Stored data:
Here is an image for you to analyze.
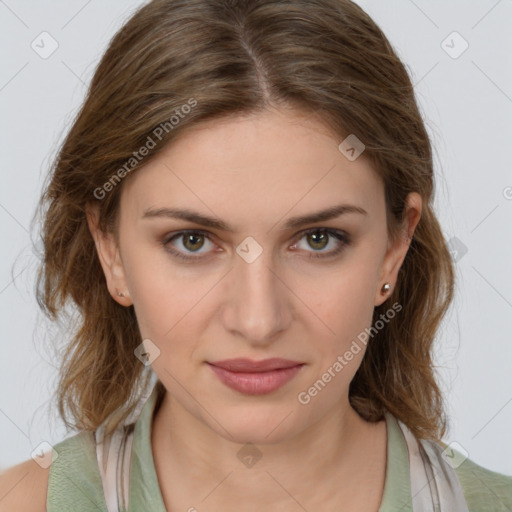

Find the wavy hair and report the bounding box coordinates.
[37,0,454,441]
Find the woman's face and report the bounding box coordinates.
[90,110,421,443]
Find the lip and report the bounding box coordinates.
[208,358,304,395]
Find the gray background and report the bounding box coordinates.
[0,0,512,475]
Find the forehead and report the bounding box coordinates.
[121,110,383,225]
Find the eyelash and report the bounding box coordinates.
[161,228,351,262]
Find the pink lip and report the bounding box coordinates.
[208,358,304,395]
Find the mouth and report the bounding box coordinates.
[208,358,304,395]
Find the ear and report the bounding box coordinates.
[375,192,422,306]
[86,204,133,306]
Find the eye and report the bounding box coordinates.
[161,228,350,261]
[162,230,212,260]
[292,228,350,258]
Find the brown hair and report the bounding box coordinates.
[37,0,454,440]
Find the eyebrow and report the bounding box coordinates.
[142,204,368,233]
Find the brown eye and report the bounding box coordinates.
[292,228,350,258]
[162,231,213,260]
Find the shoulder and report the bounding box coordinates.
[0,431,106,512]
[455,450,512,512]
[0,459,50,512]
[46,430,107,512]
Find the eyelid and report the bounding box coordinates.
[161,226,352,263]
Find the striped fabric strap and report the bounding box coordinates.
[94,367,157,512]
[397,420,469,512]
[95,402,469,512]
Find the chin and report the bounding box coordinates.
[209,404,298,445]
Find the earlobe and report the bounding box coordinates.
[86,205,132,306]
[374,192,422,306]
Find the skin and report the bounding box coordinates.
[88,108,421,511]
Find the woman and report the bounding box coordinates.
[0,0,512,512]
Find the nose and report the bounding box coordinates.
[223,245,293,346]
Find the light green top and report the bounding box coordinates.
[47,387,512,512]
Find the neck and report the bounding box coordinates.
[152,393,386,510]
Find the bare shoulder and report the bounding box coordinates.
[0,459,50,512]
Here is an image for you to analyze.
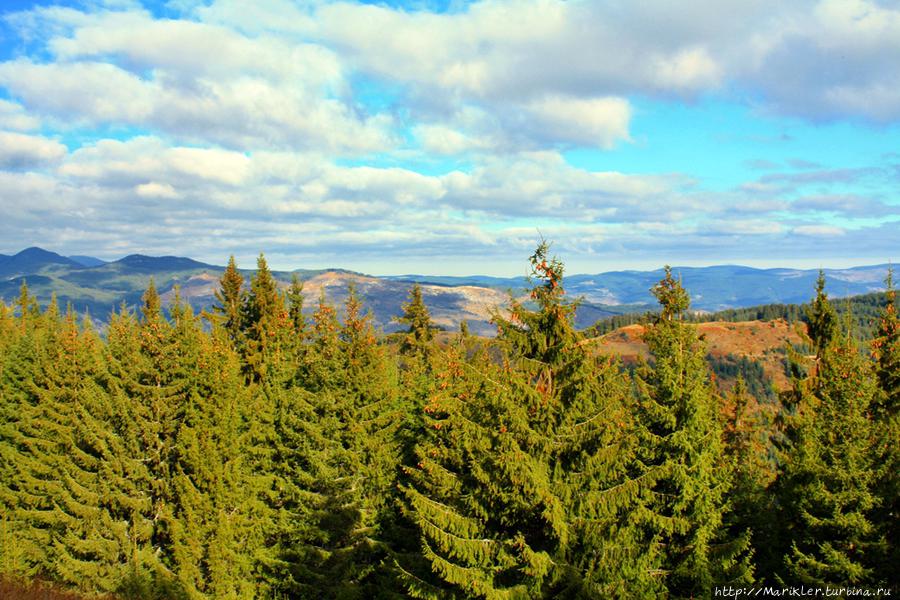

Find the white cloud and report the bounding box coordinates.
[134,181,178,198]
[794,225,847,237]
[0,99,41,131]
[528,96,631,148]
[0,131,66,169]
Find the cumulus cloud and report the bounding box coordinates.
[0,0,900,266]
[0,131,66,169]
[0,99,41,131]
[794,225,847,237]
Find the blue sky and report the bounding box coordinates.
[0,0,900,275]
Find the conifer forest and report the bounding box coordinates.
[0,243,900,600]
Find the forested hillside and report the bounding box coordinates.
[0,244,900,599]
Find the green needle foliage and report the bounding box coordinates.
[0,243,888,600]
[636,267,752,597]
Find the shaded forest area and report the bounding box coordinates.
[0,244,900,599]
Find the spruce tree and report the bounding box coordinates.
[806,270,840,359]
[871,269,900,583]
[397,283,434,355]
[637,267,752,597]
[400,243,647,598]
[295,288,401,598]
[213,254,244,344]
[781,324,883,586]
[167,299,262,599]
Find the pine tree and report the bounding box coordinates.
[871,269,900,583]
[397,283,434,355]
[213,255,244,345]
[167,299,262,598]
[0,292,62,576]
[806,270,839,359]
[782,326,878,586]
[723,375,776,584]
[241,254,287,381]
[637,267,751,597]
[400,243,646,598]
[295,288,401,598]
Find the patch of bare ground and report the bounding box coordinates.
[0,576,119,600]
[591,319,804,391]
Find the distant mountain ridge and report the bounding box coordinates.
[0,247,887,333]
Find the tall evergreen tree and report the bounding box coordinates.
[167,299,263,599]
[401,243,648,598]
[806,270,840,359]
[871,269,900,583]
[213,254,244,344]
[782,331,881,586]
[397,283,434,355]
[294,289,401,598]
[637,267,751,597]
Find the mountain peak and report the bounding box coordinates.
[0,246,81,278]
[114,254,212,270]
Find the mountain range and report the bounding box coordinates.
[0,248,888,334]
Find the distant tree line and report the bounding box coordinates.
[589,292,889,342]
[0,243,900,599]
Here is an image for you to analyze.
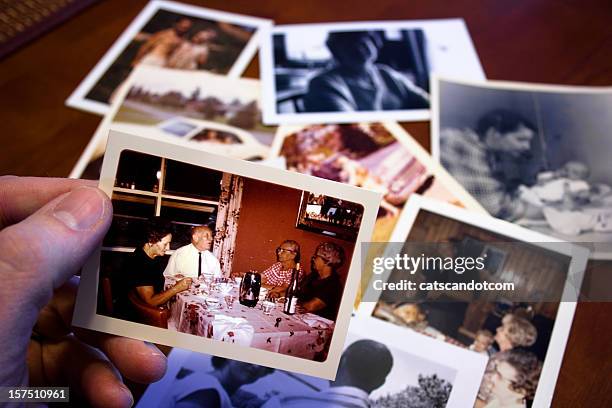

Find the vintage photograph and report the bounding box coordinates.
[271,122,484,242]
[70,67,276,179]
[431,79,612,259]
[74,132,378,376]
[260,19,485,124]
[359,196,588,407]
[137,318,486,408]
[66,0,271,115]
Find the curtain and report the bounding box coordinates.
[213,173,244,277]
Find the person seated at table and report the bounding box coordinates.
[161,356,274,408]
[304,31,429,112]
[299,242,344,320]
[261,239,304,296]
[129,219,191,307]
[164,225,221,279]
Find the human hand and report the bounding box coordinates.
[0,176,166,406]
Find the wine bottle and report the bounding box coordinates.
[283,262,300,315]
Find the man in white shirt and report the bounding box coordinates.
[263,339,393,408]
[164,225,221,279]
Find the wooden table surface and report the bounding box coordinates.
[0,0,612,407]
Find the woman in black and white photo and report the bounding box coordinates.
[304,31,429,112]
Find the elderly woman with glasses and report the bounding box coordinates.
[299,242,345,320]
[474,350,542,408]
[261,239,304,296]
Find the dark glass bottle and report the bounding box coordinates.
[283,263,300,315]
[239,272,261,307]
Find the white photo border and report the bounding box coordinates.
[268,122,487,214]
[65,0,272,115]
[259,18,485,125]
[72,130,381,379]
[349,316,488,408]
[68,65,268,178]
[430,74,612,260]
[357,195,589,407]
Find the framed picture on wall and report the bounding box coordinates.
[296,191,363,241]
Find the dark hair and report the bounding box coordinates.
[338,340,393,394]
[315,242,344,270]
[476,109,535,139]
[276,239,302,262]
[142,217,173,246]
[191,224,215,238]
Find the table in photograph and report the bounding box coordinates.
[165,277,334,359]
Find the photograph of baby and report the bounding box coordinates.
[432,79,612,259]
[137,319,486,408]
[75,134,377,375]
[67,1,268,114]
[270,123,484,242]
[71,66,276,179]
[260,20,484,124]
[360,197,588,407]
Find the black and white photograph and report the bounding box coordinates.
[73,131,378,378]
[431,79,612,259]
[358,196,588,407]
[137,318,486,408]
[260,19,484,124]
[66,0,271,115]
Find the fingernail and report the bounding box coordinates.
[53,187,105,231]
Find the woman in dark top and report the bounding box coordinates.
[128,219,191,307]
[300,242,344,320]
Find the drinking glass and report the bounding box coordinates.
[223,295,236,309]
[261,300,276,315]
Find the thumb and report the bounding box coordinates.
[0,187,112,384]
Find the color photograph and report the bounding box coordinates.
[75,133,377,375]
[66,0,271,115]
[359,196,589,406]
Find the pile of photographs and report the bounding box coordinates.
[66,1,612,408]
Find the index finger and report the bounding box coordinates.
[0,176,98,229]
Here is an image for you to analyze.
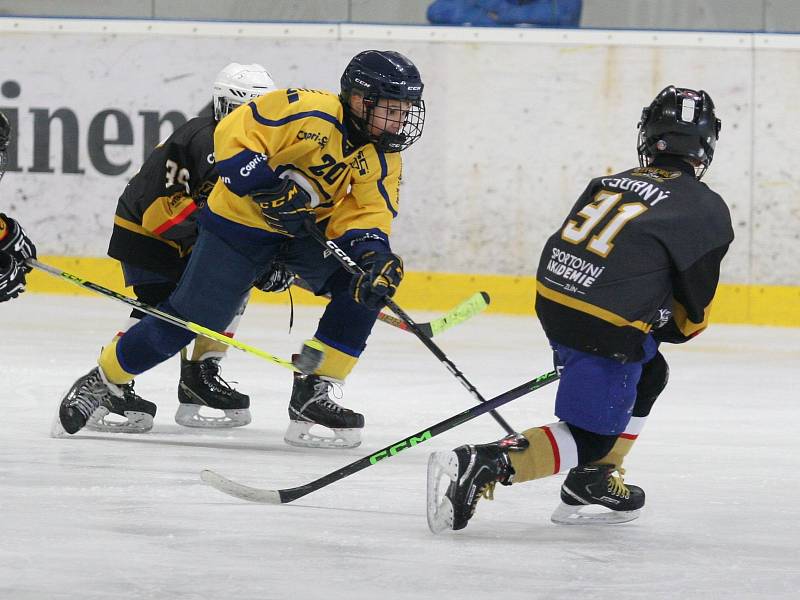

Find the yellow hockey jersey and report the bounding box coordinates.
[208,89,402,246]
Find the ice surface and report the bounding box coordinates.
[0,294,800,600]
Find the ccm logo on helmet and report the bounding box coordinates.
[239,154,267,177]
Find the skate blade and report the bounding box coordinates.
[283,421,361,449]
[550,502,641,525]
[50,403,69,438]
[427,452,458,534]
[175,404,252,429]
[85,406,153,433]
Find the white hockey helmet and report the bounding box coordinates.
[213,63,277,121]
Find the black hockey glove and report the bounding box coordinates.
[0,250,25,302]
[250,177,314,237]
[253,262,294,292]
[0,213,36,273]
[350,250,403,310]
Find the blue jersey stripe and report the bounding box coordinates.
[378,152,397,217]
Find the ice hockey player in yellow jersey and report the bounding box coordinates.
[59,50,425,448]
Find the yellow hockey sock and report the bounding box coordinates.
[314,338,358,381]
[97,336,134,385]
[508,422,578,483]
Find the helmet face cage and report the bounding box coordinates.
[362,98,425,152]
[637,86,722,179]
[212,63,276,121]
[341,50,425,152]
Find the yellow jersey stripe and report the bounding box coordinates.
[536,281,653,333]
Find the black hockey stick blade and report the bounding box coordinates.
[200,371,558,504]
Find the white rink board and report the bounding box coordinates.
[0,19,800,285]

# PROMPT
Output every line of the records above as a JSON list of strings, one string per line, with blank lines left out. Leave the pictures out of the list.

# ANSWER TO THIS TASK
[
  "Here is an image for you to analyze.",
  "Find the wavy hair and report the bounding box coordinates.",
  "[37,0,454,441]",
  "Find the woman's face and report the bounding box coordinates.",
  "[90,110,421,443]",
  "Find the lip and report the bounding box coordinates.",
  "[208,358,304,395]",
  "Find the gray background and report the bounding box coordinates.",
  "[0,0,512,475]",
  "Find the forehead and report the bounding box coordinates.",
  "[121,110,383,225]",
  "Find the eyelash and report the bounding box coordinates.",
  "[161,228,351,262]",
  "Find the pink lip and report the bounding box coordinates.",
  "[208,358,304,395]",
  "Find the mouth and report the bounding box coordinates.",
  "[208,358,304,395]",
  "Find the ear and report the bounding box coordinates.",
  "[375,192,422,306]",
  "[86,204,133,306]",
  "Find the eye and report the bounding box coordinates.",
  "[161,228,350,261]",
  "[162,230,212,260]",
  "[292,228,350,258]",
  "Find the brown hair and report the bounding box coordinates.",
  "[37,0,454,440]",
  "Find the eyebrow and report the bounding box coordinates.",
  "[142,204,368,233]",
  "Find the brown eye and report the bounding box coordinates.",
  "[292,228,350,258]",
  "[162,231,213,260]",
  "Find the shoulder and report the bounding box coordinates.",
  "[0,431,106,512]",
  "[455,450,512,512]",
  "[0,459,50,512]",
  "[46,430,107,512]",
  "Find the eyelid and report the bounding box coordinates.",
  "[161,226,352,263]",
  "Find the striped fabric strap and report the bounding box coordinates.",
  "[94,367,157,512]",
  "[397,420,469,512]",
  "[95,402,469,512]",
  "Find the chin and report the bounding box coordinates.",
  "[209,404,298,445]",
  "Find the earlobe and report the bounding box coordinates.",
  "[86,205,132,306]",
  "[374,192,422,306]",
  "Find the skin and report the bounding box coordinates.",
  "[88,108,421,511]",
  "Find the woman and report the bounding box coordinates.",
  "[0,0,512,512]",
  "Find the nose and report the bounding box coordinates.",
  "[223,245,293,346]",
  "Find the light green top and report the bounding box coordinates.",
  "[47,387,512,512]",
  "Find the neck and report the bounding box coordinates.",
  "[152,393,386,510]",
  "Find the bare shoulder and report the bounding box coordinates.",
  "[0,459,50,512]",
  "Here is an image for you to analyze.",
  "Find the white cloud and report the bounding box coordinates.",
  "[134,181,178,198]",
  "[794,225,847,237]",
  "[0,99,41,131]",
  "[528,96,631,148]",
  "[0,131,66,169]",
  "Find the cumulus cloud and report the bounding box coordinates.",
  "[0,0,900,266]",
  "[0,131,66,169]",
  "[0,99,41,131]",
  "[794,225,847,237]",
  "Find the blue sky and report the bounding box coordinates.",
  "[0,0,900,275]",
  "Find the conifer forest and report the bounding box coordinates.",
  "[0,243,900,600]",
  "Find the forested hillside and report the bounding box coordinates.",
  "[0,244,900,599]",
  "Find the green needle foliage and report the bounding box coordinates.",
  "[0,243,888,600]",
  "[636,267,752,597]",
  "Find the shaded forest area and report the bounding box coordinates.",
  "[0,244,900,599]",
  "Find the spruce tree and report the bounding box coordinates.",
  "[806,270,840,359]",
  "[871,269,900,583]",
  "[397,283,434,355]",
  "[637,267,752,597]",
  "[400,243,647,598]",
  "[295,288,401,598]",
  "[213,254,244,344]",
  "[781,324,883,586]",
  "[167,299,262,599]",
  "Find the pine tree and report the bounding box coordinates.",
  "[871,269,900,583]",
  "[397,283,434,355]",
  "[213,255,244,345]",
  "[167,299,262,598]",
  "[0,292,62,576]",
  "[806,270,839,359]",
  "[782,326,878,586]",
  "[723,375,776,584]",
  "[241,254,287,381]",
  "[637,267,751,597]",
  "[400,243,646,598]",
  "[295,288,401,598]",
  "Find the patch of bare ground and report the bounding box coordinates.",
  "[0,576,119,600]",
  "[591,319,804,391]",
  "Find the distant mountain ridge and report the bounding box coordinates.",
  "[0,247,887,333]",
  "Find the tall evergreen tree and report the bounding box coordinates.",
  "[167,299,263,599]",
  "[401,243,648,598]",
  "[806,270,840,359]",
  "[871,269,900,583]",
  "[213,254,244,344]",
  "[782,331,881,586]",
  "[397,283,434,355]",
  "[294,289,401,598]",
  "[637,267,751,597]",
  "Find the mountain peak and report the bounding box coordinates.",
  "[0,246,81,278]",
  "[114,254,212,270]",
  "Find the mountain range and report the bounding box coordinates.",
  "[0,248,888,334]",
  "Find the distant tree line and report the bounding box coordinates.",
  "[589,292,889,342]",
  "[0,243,900,599]",
  "Here is an image for you to analyze.",
  "Find the vintage photograph and report the bounding box coordinates.",
  "[271,122,484,242]",
  "[70,67,276,179]",
  "[431,79,612,259]",
  "[74,132,378,376]",
  "[260,19,485,124]",
  "[359,196,588,407]",
  "[137,318,486,408]",
  "[66,0,271,115]",
  "Find the curtain and report the bounding box coordinates.",
  "[213,173,244,277]",
  "Find the person seated at table and report the bounding box coordinates.",
  "[161,356,274,408]",
  "[304,31,429,112]",
  "[299,242,344,320]",
  "[261,239,304,296]",
  "[129,219,191,307]",
  "[164,225,221,279]",
  "Find the human hand and report the bounding box coordinates.",
  "[0,176,166,406]",
  "Find the wine bottle and report the bounding box coordinates.",
  "[283,262,300,315]",
  "Find the man in white shirt and report the bounding box coordinates.",
  "[263,339,393,408]",
  "[164,225,221,279]",
  "Find the wooden table surface and report the bounding box coordinates.",
  "[0,0,612,407]",
  "Find the woman in black and white photo and report the bounding box coordinates.",
  "[304,31,429,112]",
  "Find the elderly woman with glasses and report the bounding box coordinates.",
  "[299,242,345,320]",
  "[474,350,542,408]",
  "[261,239,304,296]",
  "Find the dark glass bottle and report the bounding box coordinates.",
  "[283,263,300,315]",
  "[239,272,261,307]",
  "Find the white photo border and report the bounding box coordinates.",
  "[268,122,487,214]",
  "[65,0,272,115]",
  "[259,18,485,125]",
  "[72,130,381,379]",
  "[349,316,488,408]",
  "[68,65,268,178]",
  "[430,74,612,260]",
  "[357,195,589,407]",
  "Find the framed picture on wall and report the bounding box coordinates.",
  "[296,191,363,241]",
  "Find the dark hair and report the bounding box coordinates.",
  "[338,340,393,394]",
  "[315,242,344,270]",
  "[476,109,535,139]",
  "[276,239,302,262]",
  "[142,217,173,246]",
  "[191,224,215,238]",
  "Find the table in photograph and report the bounding box coordinates.",
  "[165,277,334,359]",
  "Find the photograph of baby and report the bounding box coordinates.",
  "[432,79,612,259]",
  "[137,319,486,408]",
  "[75,134,377,375]",
  "[67,1,268,114]",
  "[270,123,484,242]",
  "[71,66,276,179]",
  "[260,20,484,124]",
  "[360,197,588,407]",
  "Find the black and white photograph and report the bounding box coordinates.",
  "[73,131,378,378]",
  "[431,79,612,259]",
  "[358,196,588,407]",
  "[137,318,486,408]",
  "[260,19,484,124]",
  "[66,0,271,115]",
  "Find the fingernail and report the bounding box coordinates.",
  "[53,187,105,231]",
  "Find the woman in dark top and report the bounding box coordinates.",
  "[128,219,191,307]",
  "[300,242,344,320]",
  "Find the drinking glass and report the bounding box coordinates.",
  "[223,295,236,309]",
  "[261,300,276,315]",
  "Find the thumb and report the bounding box coordinates.",
  "[0,187,112,384]",
  "Find the color photograph and report the bounding box coordinates.",
  "[75,133,377,375]",
  "[66,0,271,115]",
  "[359,196,589,406]",
  "Find the pile of photographs and report the bounding box coordinates.",
  "[66,1,612,408]",
  "Find the index finger and report the bounding box coordinates.",
  "[0,176,98,229]",
  "Here is an image for you to analyze.",
  "Find the yellow hockey jersey and report the bounding box coordinates.",
  "[208,89,402,246]",
  "Find the ice surface and report the bounding box coordinates.",
  "[0,294,800,600]",
  "Find the ccm logo on helmet and report the bounding box coordinates.",
  "[239,154,267,177]",
  "Find the skate blade and report the bounding box coordinates.",
  "[283,421,361,449]",
  "[550,502,641,525]",
  "[50,403,69,438]",
  "[427,452,458,534]",
  "[175,404,252,429]",
  "[85,406,153,433]",
  "Find the white hockey helmet and report the bounding box coordinates.",
  "[213,63,277,121]",
  "Find the black hockey glove and report the bounding box coordinates.",
  "[0,250,25,302]",
  "[250,177,314,237]",
  "[253,262,294,292]",
  "[0,213,36,273]",
  "[350,250,403,310]",
  "Find the blue jersey stripe and report the bounding box coordinates.",
  "[378,152,397,217]",
  "Find the ice hockey player in yellow jersey and report the bounding box coordinates.",
  "[59,50,425,448]",
  "Find the yellow hockey sock and report the bounding box coordinates.",
  "[314,338,358,381]",
  "[97,336,134,385]",
  "[508,422,578,483]",
  "Find the helmet face cage and report the bounding box coordinates.",
  "[362,98,425,152]",
  "[637,86,722,179]",
  "[212,63,276,121]",
  "[341,50,425,152]",
  "Find the yellow jersey stripe and report the bounding box coordinates.",
  "[536,281,653,333]",
  "Find the black hockey stick blade and report the bounding box coordinates.",
  "[200,371,558,504]",
  "Find the white rink board and report the bounding box coordinates.",
  "[0,19,800,285]"
]